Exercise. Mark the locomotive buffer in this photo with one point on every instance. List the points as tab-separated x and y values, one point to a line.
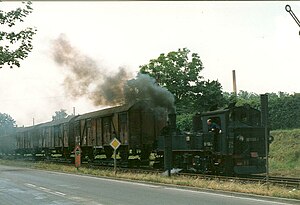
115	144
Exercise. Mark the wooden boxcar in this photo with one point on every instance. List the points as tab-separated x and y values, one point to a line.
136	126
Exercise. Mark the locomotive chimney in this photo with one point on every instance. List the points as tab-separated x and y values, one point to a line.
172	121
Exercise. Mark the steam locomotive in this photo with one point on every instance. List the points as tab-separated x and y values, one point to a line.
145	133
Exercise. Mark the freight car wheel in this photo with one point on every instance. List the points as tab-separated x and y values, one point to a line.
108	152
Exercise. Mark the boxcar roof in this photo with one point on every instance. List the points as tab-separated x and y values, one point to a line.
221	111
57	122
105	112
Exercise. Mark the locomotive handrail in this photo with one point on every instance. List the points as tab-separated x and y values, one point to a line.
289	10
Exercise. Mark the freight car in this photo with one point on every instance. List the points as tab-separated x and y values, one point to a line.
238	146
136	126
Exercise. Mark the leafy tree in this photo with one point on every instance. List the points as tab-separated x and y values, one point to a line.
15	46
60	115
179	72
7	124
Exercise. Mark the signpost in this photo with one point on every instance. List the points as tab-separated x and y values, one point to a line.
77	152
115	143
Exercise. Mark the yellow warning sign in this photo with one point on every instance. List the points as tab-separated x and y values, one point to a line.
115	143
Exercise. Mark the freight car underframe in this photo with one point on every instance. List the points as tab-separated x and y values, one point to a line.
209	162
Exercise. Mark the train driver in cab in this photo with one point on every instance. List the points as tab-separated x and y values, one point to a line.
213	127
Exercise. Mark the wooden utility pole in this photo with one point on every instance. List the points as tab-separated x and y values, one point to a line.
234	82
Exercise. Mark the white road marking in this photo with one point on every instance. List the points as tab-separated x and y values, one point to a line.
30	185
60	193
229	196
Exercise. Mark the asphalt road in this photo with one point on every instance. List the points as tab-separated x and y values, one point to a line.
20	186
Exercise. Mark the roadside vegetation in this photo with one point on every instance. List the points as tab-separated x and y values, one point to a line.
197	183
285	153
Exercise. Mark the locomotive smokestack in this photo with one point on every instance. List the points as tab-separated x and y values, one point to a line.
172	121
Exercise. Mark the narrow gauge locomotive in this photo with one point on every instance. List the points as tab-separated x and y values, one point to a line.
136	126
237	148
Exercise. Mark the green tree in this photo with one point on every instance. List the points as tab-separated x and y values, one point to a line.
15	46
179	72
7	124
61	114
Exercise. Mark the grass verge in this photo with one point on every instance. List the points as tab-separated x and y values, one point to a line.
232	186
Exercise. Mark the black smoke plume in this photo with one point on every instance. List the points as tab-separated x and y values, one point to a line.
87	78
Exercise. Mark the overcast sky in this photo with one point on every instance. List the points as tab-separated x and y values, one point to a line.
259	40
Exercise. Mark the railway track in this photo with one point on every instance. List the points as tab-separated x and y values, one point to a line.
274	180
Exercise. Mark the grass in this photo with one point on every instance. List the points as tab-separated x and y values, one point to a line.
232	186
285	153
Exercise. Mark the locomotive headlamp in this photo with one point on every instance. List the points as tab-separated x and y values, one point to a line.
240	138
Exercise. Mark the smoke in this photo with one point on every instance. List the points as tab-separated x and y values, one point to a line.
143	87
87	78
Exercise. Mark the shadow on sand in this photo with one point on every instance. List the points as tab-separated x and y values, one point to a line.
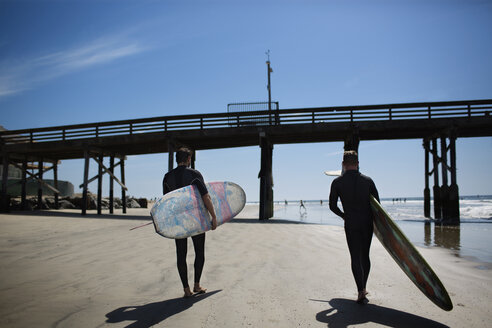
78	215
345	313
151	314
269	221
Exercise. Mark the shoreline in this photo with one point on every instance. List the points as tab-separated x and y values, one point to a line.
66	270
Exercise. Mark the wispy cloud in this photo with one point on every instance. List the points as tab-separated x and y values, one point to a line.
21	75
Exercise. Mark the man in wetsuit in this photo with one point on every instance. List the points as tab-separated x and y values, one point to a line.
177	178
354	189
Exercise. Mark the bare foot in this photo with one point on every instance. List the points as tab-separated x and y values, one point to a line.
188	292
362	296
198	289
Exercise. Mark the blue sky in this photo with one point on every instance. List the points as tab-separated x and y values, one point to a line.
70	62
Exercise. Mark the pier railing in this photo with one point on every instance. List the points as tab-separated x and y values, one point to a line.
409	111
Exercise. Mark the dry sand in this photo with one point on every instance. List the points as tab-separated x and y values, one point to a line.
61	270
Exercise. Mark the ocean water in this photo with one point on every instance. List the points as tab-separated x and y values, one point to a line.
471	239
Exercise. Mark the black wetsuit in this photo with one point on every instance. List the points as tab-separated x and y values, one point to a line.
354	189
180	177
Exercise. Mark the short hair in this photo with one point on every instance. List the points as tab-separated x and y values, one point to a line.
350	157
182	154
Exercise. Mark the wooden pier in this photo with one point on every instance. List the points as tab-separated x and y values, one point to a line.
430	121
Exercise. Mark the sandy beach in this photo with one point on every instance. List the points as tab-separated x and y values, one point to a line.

• WHAT THE TASK REQUIRES
Excluding the pictures, restate the records above word for word.

• WORKED SOLUTION
Exercise. Mark the locomotive buffer in this photo with one point on every instance. List the points as tab-separated x and y values, one point to a line.
115	144
Exercise. Mark the wooden boxcar in this photo with one point on every instance. List the points as tab-separated x and y values, one point to a line.
136	126
Exercise. Mark the locomotive chimney in this photo with one point on every instance. List the points as tab-separated x and y values, one point to a line.
172	121
Exercise. Mark the steam locomotive in this photo with one point on every instance. List the points as tab-separated x and y values, one point to a line.
145	133
Exercise. Mark the freight car wheel in this photo with one point on every instance. List the points as tab-separated x and y values, one point to a line.
108	152
Exercise. Mark the boxcar roof in this photo with one point on every instance. List the points as tab-separated x and y values, one point to a line.
221	111
57	122
105	112
Exercise. Mark the locomotive handrail in this photo with one point on every instance. List the points as tab-separated x and y values, one point to a line.
289	10
Exercise. Mark the freight car in this photo with one point on every instance. List the points as tab-separated x and y values, one point to a line.
238	146
136	126
Exercise. Mark the leafy tree in this photo with one point on every instance. List the points as tab-separated x and y values, one point to a line.
15	46
60	115
179	72
7	124
Exercise. Mark the signpost in this photo with one point on every instance. List the points as tab-separated x and y values, one point to a line.
77	152
115	143
Exercise. Mark the yellow warning sign in this photo with one point on every instance. List the points as tab-separated x and y values, one point to a line.
115	143
Exercise. Mark the freight car underframe in this photo with one point on every instance. List the points as tab-separated x and y values, one point to a line.
209	162
Exercise. Mark the train driver in cab in this photo with one point on every instance. List the points as tab-separated x and y values, one point to a line.
213	127
Exercise. Mark the wooden utility pole in this photo with one point on every instance. List the points as tab-separated x and y values, one point to a line.
234	82
Exercise. Mark the white road marking in this photo with one point on every instance. List the points as tab-separated x and y values, one point to a line.
30	185
60	193
229	196
Exercise. Mark the asphalt road in this photo with one point on every instance. List the points as tab-separated x and y values, one point to a line.
20	186
Exercise. Mark the roadside vegetation in this photo with one point on every instance. List the points as tab-separated x and y values, one point to a line.
197	183
285	153
Exercise. Mark the locomotive smokestack in this photo with one point on every instance. List the points as tab-separated x and y values, one point to a line.
172	121
Exercise. Mark the narrow gauge locomotive in this photo with one point on every instance. List the points as tab-separated x and y values, one point to a line.
136	126
237	148
Exercise. Mark the green tree in this photo with one point on every instance. List the points as tab-separated x and y values, one point to a line.
15	46
179	72
7	124
61	114
Exercise. Mark the grass verge in this photo with one point on every instance. List the points as tab-separated x and y values, one point to a line.
232	186
Exercise. Mark the black smoke plume in this photo with one point on every instance. List the points as tab-separated x and y values, one point to a line.
87	78
Exercise. Mark the overcast sky in this photo with one point on every instance. List the points as tab-separated x and y values, one point to a line.
259	40
Exercise. Mark the railway track in this photo with one point on every instance. List the points as tab-separated x and y values, one point to a line.
274	180
Exercise. Mark the grass in this photo with one point on every instance. List the points as tab-separated x and y values, one point to a line.
232	186
285	153
Exercise. Mark the locomotive headlamp in this photo with one point on every instance. List the points as tab-separated x and y values, one point to a line.
240	138
Exercise. Mark the smoke in this photo with one point on every instance. List the points as tab-separated x and y values, one point to a line.
143	87
87	78
Exercise. Mark the shadow on sand in this photo with one point on every instance. List the points as tab-separated x and y values, one point to a line.
78	215
345	313
151	314
269	221
Exercise. Mark the shoreline in this photo with one point on every instance. List the points as tab-separated x and y values, one point to a line.
66	270
Exercise. Mark the wispy cloud in this photo with one point on every instance. List the points as tab-separated x and y values, one point to a line.
21	75
Exercise. Mark the man in wetsuit in this photo with one point on every instance. List the points as tab-separated x and y values, one point to a line.
177	178
354	189
Exercise. Mark the bare foot in this photo with one point on every instance. List the points as tab-separated x and y values, one point to a line.
188	292
362	296
198	289
Exercise. Mark the blue sky in this photo with one point on every instance. List the points as tab-separated x and y values, one point to a line.
70	62
Exercise. Mark the pier railing in this photo with one point on every instance. List the points as tab-separated x and y values, one point to a line.
409	111
Exercise. Mark the dry sand in this photo with one point on every instance. List the points as tab-separated x and y values, one point to a line.
61	270
Exercise. Mark the ocean water in this photo with one point on every instance. List the points as tab-separated x and y values, one point to a line.
471	239
Exercise. Mark the black wetsuit in this photo with one point on every instance. List the points as tab-separated x and y values, one point to a line.
354	189
180	177
Exercise. Mark the short hair in this photo with one point on every instance. List the points as tab-separated x and y values, one point to a line.
350	157
182	154
Exercise. Mark the wooden pier in this photo with one point on every instance. List the points as tab-separated x and y values, one point to a line.
430	121
Exercise. Mark the sandy beach in this photo with one point on every instance. List the points as tab-separated x and y values, one point to a line.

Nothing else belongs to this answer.